▶ [Exercise directions]: Return every one of the items below verbatim, with no changes.

▶ [Material]:
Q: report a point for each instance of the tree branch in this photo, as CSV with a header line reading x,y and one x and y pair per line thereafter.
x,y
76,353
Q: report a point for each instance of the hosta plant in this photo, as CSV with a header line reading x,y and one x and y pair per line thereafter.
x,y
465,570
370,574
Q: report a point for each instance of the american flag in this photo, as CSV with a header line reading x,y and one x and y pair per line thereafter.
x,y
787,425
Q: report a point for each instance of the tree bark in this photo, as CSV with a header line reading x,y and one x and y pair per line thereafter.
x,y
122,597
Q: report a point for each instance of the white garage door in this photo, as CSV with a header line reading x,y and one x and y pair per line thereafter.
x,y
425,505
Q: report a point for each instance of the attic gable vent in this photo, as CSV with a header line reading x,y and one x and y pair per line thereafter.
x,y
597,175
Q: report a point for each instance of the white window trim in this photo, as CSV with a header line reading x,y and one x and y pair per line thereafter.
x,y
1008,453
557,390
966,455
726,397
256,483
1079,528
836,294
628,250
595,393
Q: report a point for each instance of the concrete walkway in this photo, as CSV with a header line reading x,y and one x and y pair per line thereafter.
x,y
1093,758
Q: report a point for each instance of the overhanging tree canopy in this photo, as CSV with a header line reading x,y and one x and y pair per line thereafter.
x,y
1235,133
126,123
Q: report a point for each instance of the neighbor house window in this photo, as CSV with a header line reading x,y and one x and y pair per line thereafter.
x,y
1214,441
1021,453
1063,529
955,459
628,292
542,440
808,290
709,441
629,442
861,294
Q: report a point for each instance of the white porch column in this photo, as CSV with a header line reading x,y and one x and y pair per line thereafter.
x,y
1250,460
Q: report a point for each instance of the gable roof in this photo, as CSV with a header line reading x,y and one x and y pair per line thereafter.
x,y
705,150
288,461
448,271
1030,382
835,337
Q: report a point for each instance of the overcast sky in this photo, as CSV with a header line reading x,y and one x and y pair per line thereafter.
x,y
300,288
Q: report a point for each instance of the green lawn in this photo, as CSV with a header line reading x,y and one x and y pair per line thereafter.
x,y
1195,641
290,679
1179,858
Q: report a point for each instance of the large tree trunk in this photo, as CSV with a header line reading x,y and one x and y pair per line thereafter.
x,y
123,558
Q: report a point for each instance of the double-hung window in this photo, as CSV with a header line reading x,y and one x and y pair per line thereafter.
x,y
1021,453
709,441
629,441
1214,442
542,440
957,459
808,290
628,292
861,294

▶ [Written answer]:
Q: report a point for each instance of the tree branch in this photo, as CSV with a header line reading x,y and one x and y pair per line thereafter.
x,y
76,353
Q: report a point for each instance of the hosta plant in this photo, as CSV with a header line reading x,y and one x and y pair per line thereafter.
x,y
465,570
370,574
Q: report a point for each instance of the american flag in this photo, as CSV with a header line reading x,y and one x and y pair per line thereafter.
x,y
787,425
Q: report a point for each instance of the tree bark in this photo, as CSV with a header line reading x,y and one x and y pair per line thereafter.
x,y
122,597
Q: report a point for each instance of the white garage door in this photo, as CSV with a header line reading x,y and one x and y pair per line thereafter.
x,y
425,505
Q: report a point for each instance of the attic gable vent in this photo, as CSV with a header line reading x,y and one x and y pair per line thereafter.
x,y
597,175
Q: report a point for each instance of the white window trim in this photo, as CSV with a header line reading x,y and one x and y pair per line thereafter.
x,y
1008,453
557,390
966,455
726,397
256,483
1079,528
836,294
628,250
595,393
Q: report a point for each instance of the concrete walkway in this photo, as CSV with a header line reading x,y and one x and y pair per line thereafter.
x,y
1093,758
Q: report a point for each instance of the overhanging tree canopy in this photo, as CSV with a header line reading x,y and one x and y pair per line thereafter.
x,y
1235,133
126,123
Q: report a point for each instance of the neighbor house window in this photo, as CSV with a header line reading x,y and one x and y pair per line thereafter.
x,y
1214,441
1021,453
1063,529
955,459
628,292
542,440
808,290
709,441
629,442
861,294
Q: report a point for each instance of the white porch column in this photo, as CSV with a header line reading x,y and one x and y pair per line thereafter.
x,y
1250,460
Q: report a point for each instance of the gable roof in this photo, as CSV with a header line reading x,y and one x and y pair per line thereafter.
x,y
705,150
288,461
448,271
1030,382
835,337
Q: report a point for each instance of the overcast sky in this photo, as CSV with a header line reading x,y and one x and y pair per line thereafter.
x,y
300,288
Q: report a point for each instance of the green lawn in this photo, as CSV with a header line reading x,y and one x and y pair per line thereafter.
x,y
1195,641
290,679
1179,858
Q: report a point for each instance of the large tree trunk in this photo, as CSV with a header line reading x,y and one x and y pair per line thereafter.
x,y
123,558
Q: report a point for each instance of the double-hung window in this photo, as CSV with a header line reading x,y and one x and y pair per line thereafter.
x,y
1021,453
709,441
629,441
1214,442
542,440
957,459
808,290
628,292
861,294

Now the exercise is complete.